- YOUR OBJECTIVE:
Select every line of the data below that contains the word "desk" and copy each one out.

======== MATERIAL FOR THIS EXERCISE ========

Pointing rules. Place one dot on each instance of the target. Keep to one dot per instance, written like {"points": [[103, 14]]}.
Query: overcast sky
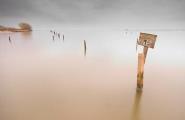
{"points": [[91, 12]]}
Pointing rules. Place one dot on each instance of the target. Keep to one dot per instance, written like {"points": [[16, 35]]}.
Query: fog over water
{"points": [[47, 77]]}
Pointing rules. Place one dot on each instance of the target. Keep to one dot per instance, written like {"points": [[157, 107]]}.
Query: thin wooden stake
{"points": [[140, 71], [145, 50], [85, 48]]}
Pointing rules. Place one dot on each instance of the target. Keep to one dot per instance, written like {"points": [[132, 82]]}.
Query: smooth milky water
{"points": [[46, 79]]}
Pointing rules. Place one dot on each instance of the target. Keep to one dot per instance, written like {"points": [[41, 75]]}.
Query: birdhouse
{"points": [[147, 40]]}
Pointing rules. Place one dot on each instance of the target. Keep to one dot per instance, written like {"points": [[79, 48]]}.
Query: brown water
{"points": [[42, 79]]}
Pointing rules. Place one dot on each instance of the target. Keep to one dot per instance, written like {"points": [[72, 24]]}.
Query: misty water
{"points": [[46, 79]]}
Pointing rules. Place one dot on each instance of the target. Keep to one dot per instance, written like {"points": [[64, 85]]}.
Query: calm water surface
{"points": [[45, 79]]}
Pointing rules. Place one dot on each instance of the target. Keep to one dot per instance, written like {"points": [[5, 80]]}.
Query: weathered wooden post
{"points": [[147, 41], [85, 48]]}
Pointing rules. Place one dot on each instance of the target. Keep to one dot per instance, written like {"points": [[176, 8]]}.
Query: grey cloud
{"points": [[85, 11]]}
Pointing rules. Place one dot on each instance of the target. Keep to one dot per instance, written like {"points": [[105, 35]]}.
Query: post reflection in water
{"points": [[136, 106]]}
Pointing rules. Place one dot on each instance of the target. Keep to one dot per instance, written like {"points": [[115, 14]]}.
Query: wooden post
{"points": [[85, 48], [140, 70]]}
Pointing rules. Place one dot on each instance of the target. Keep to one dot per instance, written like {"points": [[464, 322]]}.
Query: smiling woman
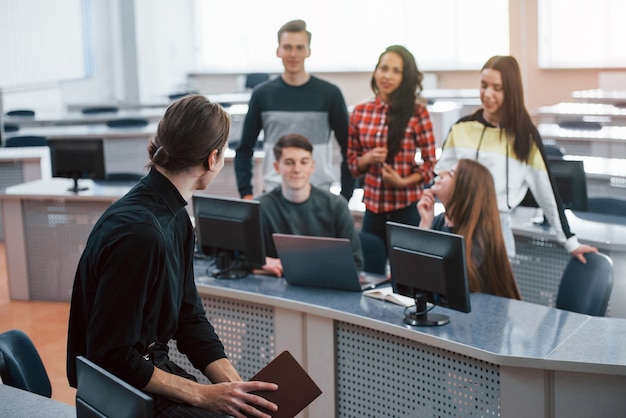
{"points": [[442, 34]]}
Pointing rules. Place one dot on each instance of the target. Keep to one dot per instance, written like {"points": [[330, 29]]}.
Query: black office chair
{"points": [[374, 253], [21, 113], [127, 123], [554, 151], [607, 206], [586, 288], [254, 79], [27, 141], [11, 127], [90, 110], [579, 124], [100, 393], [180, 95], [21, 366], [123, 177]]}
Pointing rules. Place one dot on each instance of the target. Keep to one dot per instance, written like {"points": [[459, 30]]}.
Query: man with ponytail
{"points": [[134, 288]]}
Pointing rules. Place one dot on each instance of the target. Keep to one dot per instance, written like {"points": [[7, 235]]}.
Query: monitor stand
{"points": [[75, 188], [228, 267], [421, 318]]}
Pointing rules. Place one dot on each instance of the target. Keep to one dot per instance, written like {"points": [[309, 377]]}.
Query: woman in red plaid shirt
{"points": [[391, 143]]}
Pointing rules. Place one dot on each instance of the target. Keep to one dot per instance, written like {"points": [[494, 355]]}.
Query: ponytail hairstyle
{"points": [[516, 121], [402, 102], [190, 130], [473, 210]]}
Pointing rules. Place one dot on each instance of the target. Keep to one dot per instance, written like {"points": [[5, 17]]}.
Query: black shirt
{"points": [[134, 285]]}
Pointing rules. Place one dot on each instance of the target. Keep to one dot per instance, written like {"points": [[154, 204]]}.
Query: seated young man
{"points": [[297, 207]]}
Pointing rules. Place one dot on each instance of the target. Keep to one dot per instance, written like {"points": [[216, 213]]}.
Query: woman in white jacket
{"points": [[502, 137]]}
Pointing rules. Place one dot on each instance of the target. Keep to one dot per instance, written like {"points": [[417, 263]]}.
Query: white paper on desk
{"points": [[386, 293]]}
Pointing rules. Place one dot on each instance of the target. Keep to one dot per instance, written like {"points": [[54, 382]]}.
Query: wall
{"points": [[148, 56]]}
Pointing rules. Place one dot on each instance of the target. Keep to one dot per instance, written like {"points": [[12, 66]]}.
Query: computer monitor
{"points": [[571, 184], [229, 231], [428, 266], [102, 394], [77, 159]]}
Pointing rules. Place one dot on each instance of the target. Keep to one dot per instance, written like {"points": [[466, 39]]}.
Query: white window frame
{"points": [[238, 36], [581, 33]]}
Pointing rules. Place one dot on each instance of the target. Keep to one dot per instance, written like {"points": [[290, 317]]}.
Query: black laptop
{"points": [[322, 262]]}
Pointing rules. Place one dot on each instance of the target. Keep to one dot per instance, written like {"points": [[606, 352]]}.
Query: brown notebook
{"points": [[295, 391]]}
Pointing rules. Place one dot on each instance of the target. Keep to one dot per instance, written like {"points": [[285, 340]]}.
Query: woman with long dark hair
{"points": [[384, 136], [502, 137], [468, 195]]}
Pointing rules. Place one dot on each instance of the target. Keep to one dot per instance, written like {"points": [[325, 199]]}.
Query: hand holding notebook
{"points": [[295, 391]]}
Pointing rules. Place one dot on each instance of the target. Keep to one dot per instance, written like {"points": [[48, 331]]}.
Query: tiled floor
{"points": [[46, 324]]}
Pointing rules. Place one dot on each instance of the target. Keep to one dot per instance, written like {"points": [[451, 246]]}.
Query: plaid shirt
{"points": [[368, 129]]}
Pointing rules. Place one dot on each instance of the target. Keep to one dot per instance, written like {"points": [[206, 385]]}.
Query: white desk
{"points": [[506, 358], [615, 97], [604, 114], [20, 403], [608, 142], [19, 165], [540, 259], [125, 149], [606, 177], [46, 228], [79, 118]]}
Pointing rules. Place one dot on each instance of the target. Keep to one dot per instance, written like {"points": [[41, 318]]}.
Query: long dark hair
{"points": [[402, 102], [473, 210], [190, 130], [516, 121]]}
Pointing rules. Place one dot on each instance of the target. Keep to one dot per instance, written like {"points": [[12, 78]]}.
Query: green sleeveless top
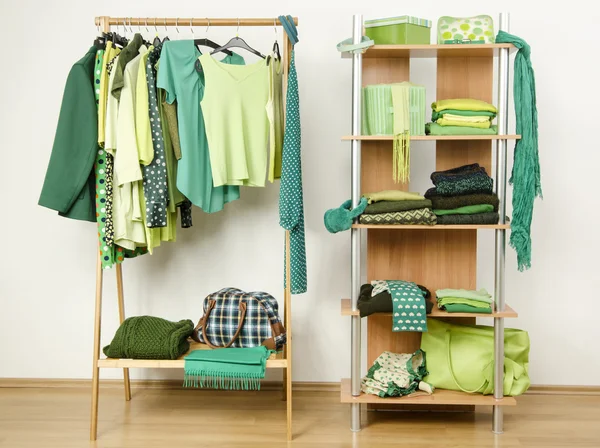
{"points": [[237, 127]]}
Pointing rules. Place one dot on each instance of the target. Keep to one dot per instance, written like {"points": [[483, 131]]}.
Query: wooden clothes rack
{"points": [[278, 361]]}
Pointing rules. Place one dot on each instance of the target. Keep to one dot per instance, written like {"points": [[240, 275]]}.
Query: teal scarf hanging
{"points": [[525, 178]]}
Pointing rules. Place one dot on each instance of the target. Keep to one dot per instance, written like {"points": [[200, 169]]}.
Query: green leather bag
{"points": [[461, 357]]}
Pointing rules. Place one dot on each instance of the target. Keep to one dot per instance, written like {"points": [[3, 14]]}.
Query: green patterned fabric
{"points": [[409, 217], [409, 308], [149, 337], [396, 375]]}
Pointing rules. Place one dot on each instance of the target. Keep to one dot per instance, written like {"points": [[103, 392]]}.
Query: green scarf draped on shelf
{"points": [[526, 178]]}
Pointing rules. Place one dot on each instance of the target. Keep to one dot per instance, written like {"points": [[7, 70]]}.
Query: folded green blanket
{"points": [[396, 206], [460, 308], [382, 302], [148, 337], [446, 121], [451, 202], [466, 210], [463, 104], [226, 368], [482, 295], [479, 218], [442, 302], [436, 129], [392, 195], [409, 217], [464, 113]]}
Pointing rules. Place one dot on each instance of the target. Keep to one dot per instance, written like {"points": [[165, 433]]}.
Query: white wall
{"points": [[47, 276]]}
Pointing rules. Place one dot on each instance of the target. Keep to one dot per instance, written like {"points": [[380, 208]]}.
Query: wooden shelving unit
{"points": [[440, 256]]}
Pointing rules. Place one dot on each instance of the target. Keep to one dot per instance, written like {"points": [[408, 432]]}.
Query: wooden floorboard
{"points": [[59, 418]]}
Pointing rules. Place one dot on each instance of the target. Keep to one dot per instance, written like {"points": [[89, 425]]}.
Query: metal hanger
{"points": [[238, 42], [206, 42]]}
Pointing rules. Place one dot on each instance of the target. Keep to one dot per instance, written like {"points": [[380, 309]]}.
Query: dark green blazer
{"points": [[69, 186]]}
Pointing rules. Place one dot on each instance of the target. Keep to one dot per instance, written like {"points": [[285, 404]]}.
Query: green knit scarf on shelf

========

- SOLUTION:
Query: white paper on desk
Query: white desk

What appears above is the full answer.